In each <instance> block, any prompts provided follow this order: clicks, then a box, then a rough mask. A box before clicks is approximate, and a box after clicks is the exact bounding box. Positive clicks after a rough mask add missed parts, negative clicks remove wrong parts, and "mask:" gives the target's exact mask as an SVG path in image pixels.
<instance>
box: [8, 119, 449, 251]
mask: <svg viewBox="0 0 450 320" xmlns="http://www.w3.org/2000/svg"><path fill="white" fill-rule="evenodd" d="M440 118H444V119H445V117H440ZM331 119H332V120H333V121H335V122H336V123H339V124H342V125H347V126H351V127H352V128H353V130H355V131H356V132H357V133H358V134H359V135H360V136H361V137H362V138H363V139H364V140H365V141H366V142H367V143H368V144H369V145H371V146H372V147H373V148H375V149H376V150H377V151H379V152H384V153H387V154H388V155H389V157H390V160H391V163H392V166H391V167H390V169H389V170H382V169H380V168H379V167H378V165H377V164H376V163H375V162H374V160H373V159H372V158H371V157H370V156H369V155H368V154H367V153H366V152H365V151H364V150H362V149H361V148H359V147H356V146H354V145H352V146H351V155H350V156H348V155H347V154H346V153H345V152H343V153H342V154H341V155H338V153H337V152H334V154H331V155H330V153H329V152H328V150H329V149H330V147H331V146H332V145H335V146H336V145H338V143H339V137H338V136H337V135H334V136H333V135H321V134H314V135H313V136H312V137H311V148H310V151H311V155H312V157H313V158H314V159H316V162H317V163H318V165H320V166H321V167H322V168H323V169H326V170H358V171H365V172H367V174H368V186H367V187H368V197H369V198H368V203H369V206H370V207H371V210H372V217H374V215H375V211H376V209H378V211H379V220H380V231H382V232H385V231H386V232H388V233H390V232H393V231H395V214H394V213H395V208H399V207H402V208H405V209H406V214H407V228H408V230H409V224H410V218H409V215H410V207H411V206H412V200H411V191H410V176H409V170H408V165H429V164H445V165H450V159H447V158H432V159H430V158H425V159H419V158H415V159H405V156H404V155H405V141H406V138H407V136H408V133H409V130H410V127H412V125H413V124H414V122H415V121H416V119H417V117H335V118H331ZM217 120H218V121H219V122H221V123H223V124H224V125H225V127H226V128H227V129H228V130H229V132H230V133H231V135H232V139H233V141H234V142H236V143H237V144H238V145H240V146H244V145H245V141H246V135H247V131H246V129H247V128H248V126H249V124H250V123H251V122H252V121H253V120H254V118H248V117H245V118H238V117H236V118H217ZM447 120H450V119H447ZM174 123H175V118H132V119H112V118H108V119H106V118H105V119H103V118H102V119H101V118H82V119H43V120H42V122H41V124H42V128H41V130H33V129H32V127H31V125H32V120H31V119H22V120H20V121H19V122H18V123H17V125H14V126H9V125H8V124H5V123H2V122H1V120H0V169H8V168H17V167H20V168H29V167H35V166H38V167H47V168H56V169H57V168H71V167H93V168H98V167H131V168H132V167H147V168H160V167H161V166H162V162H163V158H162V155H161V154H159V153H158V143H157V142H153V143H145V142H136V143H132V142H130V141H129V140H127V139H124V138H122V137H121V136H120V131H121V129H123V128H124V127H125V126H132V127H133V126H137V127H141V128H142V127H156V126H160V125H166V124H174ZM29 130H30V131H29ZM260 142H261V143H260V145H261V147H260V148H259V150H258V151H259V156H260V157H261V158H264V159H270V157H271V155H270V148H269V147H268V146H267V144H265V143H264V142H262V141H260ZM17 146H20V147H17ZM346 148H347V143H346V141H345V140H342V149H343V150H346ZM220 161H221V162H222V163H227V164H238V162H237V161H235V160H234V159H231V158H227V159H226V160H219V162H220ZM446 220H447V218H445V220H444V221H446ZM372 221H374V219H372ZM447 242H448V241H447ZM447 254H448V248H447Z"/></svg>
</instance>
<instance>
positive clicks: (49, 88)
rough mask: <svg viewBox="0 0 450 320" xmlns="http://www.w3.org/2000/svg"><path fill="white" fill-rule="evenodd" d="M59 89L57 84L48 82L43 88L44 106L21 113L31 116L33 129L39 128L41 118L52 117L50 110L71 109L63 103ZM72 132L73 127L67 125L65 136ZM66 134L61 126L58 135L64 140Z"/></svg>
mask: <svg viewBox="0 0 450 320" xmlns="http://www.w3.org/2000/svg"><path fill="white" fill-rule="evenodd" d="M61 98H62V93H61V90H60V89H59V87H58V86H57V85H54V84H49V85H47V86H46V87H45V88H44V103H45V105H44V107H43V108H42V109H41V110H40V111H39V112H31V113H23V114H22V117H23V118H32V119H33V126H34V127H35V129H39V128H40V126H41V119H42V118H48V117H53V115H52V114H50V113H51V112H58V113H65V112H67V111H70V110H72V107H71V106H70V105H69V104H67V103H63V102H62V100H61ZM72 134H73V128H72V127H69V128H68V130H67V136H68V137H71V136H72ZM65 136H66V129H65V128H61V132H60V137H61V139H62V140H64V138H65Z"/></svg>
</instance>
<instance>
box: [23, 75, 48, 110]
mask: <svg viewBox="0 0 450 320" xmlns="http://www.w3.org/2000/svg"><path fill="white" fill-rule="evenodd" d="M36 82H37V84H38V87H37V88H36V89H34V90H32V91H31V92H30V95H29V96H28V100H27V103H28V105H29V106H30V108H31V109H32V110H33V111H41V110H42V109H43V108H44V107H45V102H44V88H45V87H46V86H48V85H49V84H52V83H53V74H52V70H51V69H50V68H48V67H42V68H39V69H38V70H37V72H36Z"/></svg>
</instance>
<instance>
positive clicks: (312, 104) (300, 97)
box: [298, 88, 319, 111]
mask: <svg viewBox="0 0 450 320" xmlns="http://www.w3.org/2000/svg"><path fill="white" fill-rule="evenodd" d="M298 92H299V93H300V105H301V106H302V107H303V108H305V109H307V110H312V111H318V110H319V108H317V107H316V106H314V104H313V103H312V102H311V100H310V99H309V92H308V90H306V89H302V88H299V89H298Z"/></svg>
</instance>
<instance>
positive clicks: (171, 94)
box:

▸ Problem statement: Which lines run from the one containing "box: [23, 75, 48, 110]" to the end of the entries above? Print them exactly, both ends included, and nothing else.

▸ Answer to this task:
box: [23, 75, 48, 110]
mask: <svg viewBox="0 0 450 320" xmlns="http://www.w3.org/2000/svg"><path fill="white" fill-rule="evenodd" d="M36 82H37V84H38V87H37V88H36V89H34V90H32V91H31V92H30V95H29V96H28V100H27V103H28V105H29V106H30V108H31V109H32V110H33V111H41V110H42V109H43V108H44V107H45V102H44V88H45V87H46V86H48V85H49V84H52V83H53V74H52V70H51V69H50V68H48V67H42V68H39V69H38V70H37V72H36Z"/></svg>
</instance>
<instance>
positive clicks: (312, 104) (300, 97)
box: [298, 88, 319, 111]
mask: <svg viewBox="0 0 450 320" xmlns="http://www.w3.org/2000/svg"><path fill="white" fill-rule="evenodd" d="M298 92H299V93H300V105H301V106H302V107H303V108H305V109H307V110H312V111H318V110H319V108H317V107H316V106H314V104H313V103H312V102H311V100H310V99H309V92H308V90H306V89H302V88H299V89H298Z"/></svg>
</instance>
<instance>
positive clicks: (171, 94)
box:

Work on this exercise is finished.